Brecksville (8-2, 5-1 SWC) has clinched a spot in this years D-2, Region 3 playoffs for the second straight year. It is the first time in school history that the Bees advanced to the post-season in back-to-back years.

BBHHS is awaiting the final OHSAA computer rankings to see whom it will face in a first-round road game this Friday night at 7:30. The top eight teams in the region advance to the dance. As we speak Maple Heights and Bedford, two long time southeast side rivals, are going at it. The outcome of that contest may or may not alter the regions standings.

As of now the region shapes up like this: 1- Mayfield, 2- Madison, 3- Bedford, 4- Glenville, 5- Willoughby South, 6- BBHHS, 7- Maple Heights and 8- Garfield Heights.

If the computer stopped ticking right now Brecksville’s first-round opponent would be Bedford. Stay tuned as things become official Sunday afternoon. Madison is a very likely opponent.

How big are the Ohio high school football playoffs? My brother Mike lives 65 miles northwest of Chicago. He lives for this stuff. As a Maple grad he is all over what is going on between the Mustangs and arch rival Bedford. The back and forth text messages have added to Verizon’s bottom line. In much less than 24 hours the wait and anticipation of who the Bees match-up with will be over.

A Demon-Like Drizzle

The Bees bagged a playoff spot with their 35-7 thumping of Westlake last night at soggy Lou Duchez Field. It was their final game in the SWC and they went out on a good note.

The game marked the conclusion of Mark Campo’s run as head coach of the Demons. Campo, a guidance counselor at the school, will remain in that position. His overall record in seven seasons at the helm on Hilliard Boulevard was 33-38 (.465). Campo’s 2012 team shared the SWC title with Avon Lake. That squad advanced to the Division II playoffs where it lost a close game at home to Mansfield Madison. Best wishes to Coach Campo.
________________________
GOALS:
a) Based on the report, decide whether each statement is true, answering yes or no and quoting the words that settle it: (i) This is Brecksville's first playoff appearance ever. (ii) The Bees beat Westlake 35-7. (iii) Campo will give up his job as a guidance counselor.
b) Rewrite the stretch of the report from "The Bees bagged" through "to Coach Campo.", substituting "rainy" for "soggy".
Answer using only the report.

(Entries from a data source)
________________________
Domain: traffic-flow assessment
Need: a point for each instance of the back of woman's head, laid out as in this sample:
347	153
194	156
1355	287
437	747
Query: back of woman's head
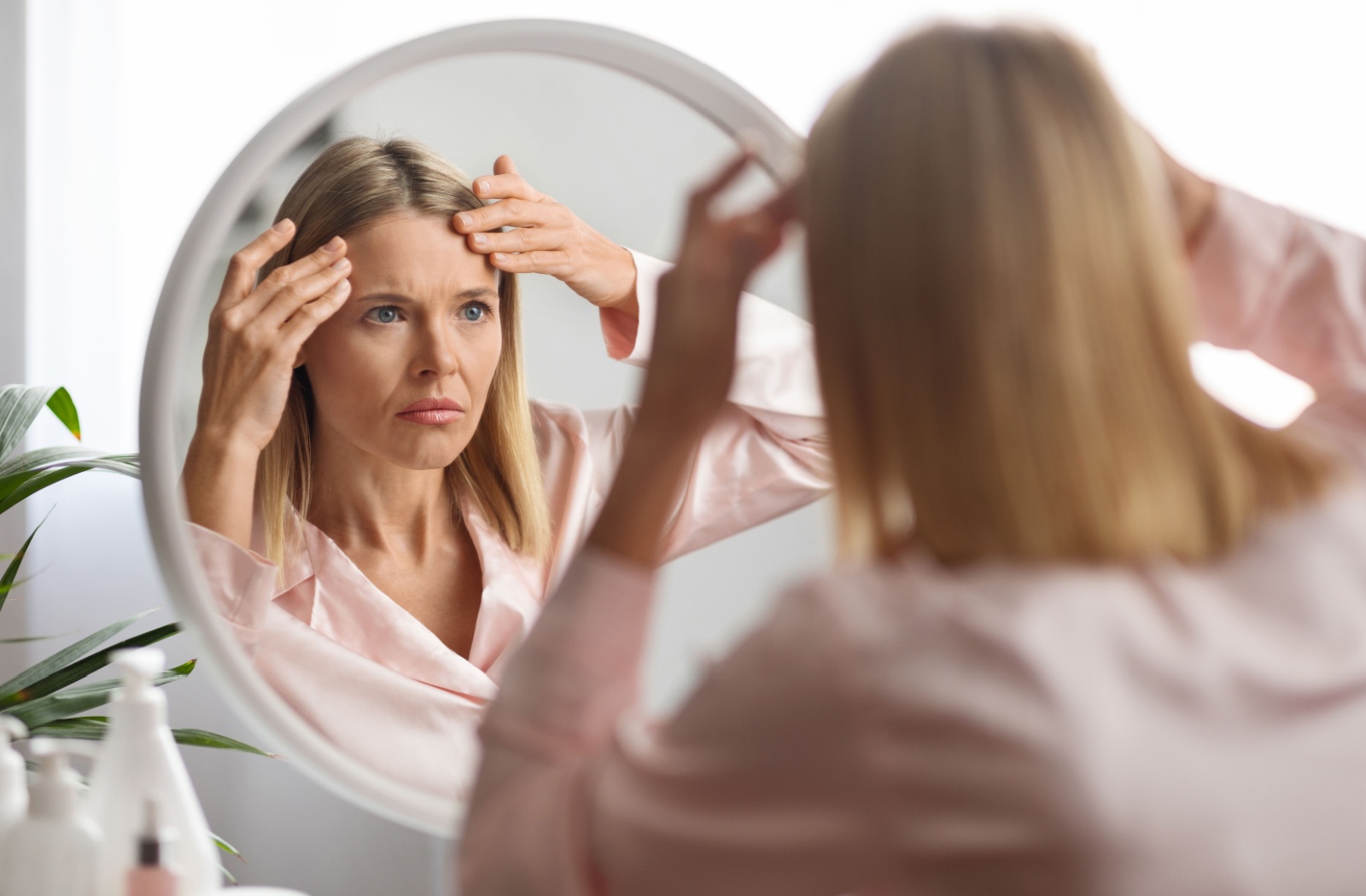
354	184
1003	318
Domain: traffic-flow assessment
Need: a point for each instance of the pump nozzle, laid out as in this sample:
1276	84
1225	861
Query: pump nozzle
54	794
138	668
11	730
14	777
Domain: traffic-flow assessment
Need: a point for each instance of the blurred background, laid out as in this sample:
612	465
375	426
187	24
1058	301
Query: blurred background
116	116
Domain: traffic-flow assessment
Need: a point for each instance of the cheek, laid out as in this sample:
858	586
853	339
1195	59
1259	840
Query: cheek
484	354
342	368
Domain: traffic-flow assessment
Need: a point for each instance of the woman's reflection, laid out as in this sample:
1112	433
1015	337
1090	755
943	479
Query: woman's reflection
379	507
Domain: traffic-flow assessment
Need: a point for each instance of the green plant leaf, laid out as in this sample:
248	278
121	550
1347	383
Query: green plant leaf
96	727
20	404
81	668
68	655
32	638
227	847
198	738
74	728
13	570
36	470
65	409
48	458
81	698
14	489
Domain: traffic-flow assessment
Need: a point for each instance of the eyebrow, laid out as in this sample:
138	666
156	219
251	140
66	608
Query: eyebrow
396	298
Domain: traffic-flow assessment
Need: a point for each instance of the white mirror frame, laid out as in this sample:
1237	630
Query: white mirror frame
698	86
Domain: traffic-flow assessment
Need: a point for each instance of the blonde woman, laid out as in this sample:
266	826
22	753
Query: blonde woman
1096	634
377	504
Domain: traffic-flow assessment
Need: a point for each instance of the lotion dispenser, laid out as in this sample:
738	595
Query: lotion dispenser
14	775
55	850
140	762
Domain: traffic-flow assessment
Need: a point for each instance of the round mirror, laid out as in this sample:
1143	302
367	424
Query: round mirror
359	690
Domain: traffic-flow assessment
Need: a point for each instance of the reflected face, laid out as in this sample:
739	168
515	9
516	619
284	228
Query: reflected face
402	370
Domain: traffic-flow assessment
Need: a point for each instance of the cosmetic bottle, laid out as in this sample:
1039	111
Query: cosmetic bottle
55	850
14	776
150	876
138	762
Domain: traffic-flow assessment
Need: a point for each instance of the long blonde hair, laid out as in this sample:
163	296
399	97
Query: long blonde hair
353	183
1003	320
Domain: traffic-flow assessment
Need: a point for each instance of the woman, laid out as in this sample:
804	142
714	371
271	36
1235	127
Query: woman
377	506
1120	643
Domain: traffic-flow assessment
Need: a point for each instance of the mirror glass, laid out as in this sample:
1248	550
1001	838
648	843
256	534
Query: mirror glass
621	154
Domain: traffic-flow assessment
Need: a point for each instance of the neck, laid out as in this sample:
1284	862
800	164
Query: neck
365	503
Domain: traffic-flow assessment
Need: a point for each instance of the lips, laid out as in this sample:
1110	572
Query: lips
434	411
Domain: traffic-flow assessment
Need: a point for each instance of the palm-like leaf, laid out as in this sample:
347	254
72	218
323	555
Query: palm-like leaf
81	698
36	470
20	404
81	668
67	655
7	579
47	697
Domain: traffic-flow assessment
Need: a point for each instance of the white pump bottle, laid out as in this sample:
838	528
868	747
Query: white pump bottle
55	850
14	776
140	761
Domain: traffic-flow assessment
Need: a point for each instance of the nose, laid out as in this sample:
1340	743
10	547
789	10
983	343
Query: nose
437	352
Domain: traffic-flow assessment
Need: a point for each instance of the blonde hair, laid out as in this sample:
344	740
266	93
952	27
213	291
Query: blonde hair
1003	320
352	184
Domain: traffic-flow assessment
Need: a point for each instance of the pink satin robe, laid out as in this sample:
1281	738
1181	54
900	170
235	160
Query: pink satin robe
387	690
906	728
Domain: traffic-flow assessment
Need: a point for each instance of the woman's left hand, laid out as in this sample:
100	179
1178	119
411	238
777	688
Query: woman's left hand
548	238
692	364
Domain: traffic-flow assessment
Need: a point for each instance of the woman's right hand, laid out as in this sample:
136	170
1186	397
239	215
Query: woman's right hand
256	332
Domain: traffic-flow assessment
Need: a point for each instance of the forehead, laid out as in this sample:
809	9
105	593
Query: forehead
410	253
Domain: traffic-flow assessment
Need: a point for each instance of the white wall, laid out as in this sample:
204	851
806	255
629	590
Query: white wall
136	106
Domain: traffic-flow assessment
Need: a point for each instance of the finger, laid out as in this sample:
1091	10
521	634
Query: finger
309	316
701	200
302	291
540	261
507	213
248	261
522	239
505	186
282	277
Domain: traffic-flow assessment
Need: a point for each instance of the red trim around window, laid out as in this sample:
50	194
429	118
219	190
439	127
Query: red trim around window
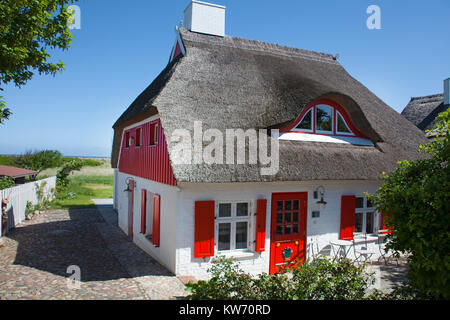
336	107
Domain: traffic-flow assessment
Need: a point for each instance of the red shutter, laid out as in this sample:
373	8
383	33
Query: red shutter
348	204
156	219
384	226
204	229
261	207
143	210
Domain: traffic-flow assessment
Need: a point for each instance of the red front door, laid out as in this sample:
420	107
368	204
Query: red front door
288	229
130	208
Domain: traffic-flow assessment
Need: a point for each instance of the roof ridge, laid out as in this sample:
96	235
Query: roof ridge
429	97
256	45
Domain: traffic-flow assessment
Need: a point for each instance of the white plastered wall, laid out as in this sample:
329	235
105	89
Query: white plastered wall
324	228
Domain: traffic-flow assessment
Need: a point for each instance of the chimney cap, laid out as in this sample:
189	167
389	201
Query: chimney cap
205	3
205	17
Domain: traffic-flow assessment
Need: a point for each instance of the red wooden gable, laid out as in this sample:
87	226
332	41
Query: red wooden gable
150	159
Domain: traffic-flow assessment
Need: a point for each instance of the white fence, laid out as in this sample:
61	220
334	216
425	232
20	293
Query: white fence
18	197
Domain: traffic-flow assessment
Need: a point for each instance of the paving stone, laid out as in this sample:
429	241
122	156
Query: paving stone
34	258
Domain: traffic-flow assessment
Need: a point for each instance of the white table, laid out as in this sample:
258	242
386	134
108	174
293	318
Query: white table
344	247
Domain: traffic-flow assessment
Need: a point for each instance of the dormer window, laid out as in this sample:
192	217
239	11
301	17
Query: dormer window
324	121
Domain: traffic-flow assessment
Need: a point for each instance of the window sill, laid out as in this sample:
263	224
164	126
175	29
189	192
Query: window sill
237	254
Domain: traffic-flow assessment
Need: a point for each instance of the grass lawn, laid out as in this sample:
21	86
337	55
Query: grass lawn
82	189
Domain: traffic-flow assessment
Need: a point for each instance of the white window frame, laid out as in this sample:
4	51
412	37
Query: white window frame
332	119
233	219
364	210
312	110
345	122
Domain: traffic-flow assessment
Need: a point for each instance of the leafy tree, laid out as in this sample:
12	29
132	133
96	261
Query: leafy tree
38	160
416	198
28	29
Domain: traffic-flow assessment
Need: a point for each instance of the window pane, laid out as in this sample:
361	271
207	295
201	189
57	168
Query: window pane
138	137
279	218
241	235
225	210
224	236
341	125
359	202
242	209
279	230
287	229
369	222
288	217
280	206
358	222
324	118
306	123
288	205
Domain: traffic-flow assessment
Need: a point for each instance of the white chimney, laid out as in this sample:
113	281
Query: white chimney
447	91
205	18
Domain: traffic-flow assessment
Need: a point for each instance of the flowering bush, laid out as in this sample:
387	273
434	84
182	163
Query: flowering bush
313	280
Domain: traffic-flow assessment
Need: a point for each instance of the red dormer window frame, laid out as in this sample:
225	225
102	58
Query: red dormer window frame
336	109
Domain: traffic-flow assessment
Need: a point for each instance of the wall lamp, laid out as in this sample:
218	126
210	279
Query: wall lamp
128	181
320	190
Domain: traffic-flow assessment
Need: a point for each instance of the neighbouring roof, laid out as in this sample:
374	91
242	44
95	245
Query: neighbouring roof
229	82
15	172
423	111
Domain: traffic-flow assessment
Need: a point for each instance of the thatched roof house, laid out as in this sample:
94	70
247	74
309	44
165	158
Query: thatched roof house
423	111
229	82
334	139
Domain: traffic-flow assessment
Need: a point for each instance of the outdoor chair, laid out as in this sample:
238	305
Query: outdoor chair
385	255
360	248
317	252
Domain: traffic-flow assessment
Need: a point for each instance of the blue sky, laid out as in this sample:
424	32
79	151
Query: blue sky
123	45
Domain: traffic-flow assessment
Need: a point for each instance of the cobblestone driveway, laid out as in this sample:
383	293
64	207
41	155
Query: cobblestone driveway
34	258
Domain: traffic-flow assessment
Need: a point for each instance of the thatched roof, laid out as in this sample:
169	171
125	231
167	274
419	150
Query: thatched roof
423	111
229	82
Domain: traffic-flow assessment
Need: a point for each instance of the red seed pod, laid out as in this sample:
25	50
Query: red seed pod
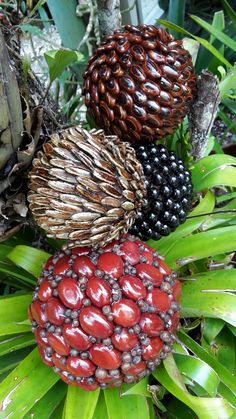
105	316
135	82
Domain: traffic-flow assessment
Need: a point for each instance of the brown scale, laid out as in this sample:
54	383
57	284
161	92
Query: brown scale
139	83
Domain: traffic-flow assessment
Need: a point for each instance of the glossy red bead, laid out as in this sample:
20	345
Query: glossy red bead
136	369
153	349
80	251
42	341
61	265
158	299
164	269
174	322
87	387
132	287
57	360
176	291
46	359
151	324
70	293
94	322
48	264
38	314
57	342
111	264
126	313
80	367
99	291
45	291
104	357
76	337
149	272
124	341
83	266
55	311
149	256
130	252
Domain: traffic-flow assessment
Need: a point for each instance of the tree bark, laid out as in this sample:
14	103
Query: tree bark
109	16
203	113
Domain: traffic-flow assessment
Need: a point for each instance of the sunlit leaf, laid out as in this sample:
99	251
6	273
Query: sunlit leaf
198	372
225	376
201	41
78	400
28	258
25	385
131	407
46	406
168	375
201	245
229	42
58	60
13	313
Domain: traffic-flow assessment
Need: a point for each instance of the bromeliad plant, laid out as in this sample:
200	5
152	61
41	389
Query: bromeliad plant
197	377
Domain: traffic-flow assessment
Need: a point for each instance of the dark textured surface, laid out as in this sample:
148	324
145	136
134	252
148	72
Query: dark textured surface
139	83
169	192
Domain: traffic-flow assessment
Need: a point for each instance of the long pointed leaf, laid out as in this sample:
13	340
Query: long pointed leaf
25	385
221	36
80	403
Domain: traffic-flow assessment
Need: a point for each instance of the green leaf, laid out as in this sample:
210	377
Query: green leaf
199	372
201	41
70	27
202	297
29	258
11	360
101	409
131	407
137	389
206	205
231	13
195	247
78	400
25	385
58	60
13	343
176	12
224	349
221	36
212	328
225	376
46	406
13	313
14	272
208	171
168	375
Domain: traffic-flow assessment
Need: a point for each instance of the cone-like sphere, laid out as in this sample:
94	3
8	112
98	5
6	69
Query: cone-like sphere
________________________
SOLUTIONS TO THE EXERCISE:
a)
(i) No: "has clinched a spot in this years D-2, Region 3 playoffs for the second straight year."
(ii) Yes: "The Bees bagged a playoff spot with their 35-7 thumping of Westlake."
(iii) No: "Campo, a guidance counselor at the school, will remain in that position."

b)
The Bees bagged a playoff spot with their 35-7 thumping of Westlake last night at rainy Lou Duchez Field. It was their final game in the SWC and they went out on a good note.

The game marked the conclusion of Mark Campo’s run as head coach of the Demons. Campo, a guidance counselor at the school, will remain in that position. His overall record in seven seasons at the helm on Hilliard Boulevard was 33-38 (.465). Campo’s 2012 team shared the SWC title with Avon Lake. That squad advanced to the Division II playoffs where it lost a close game at home to Mansfield Madison. Best wishes to Coach Campo.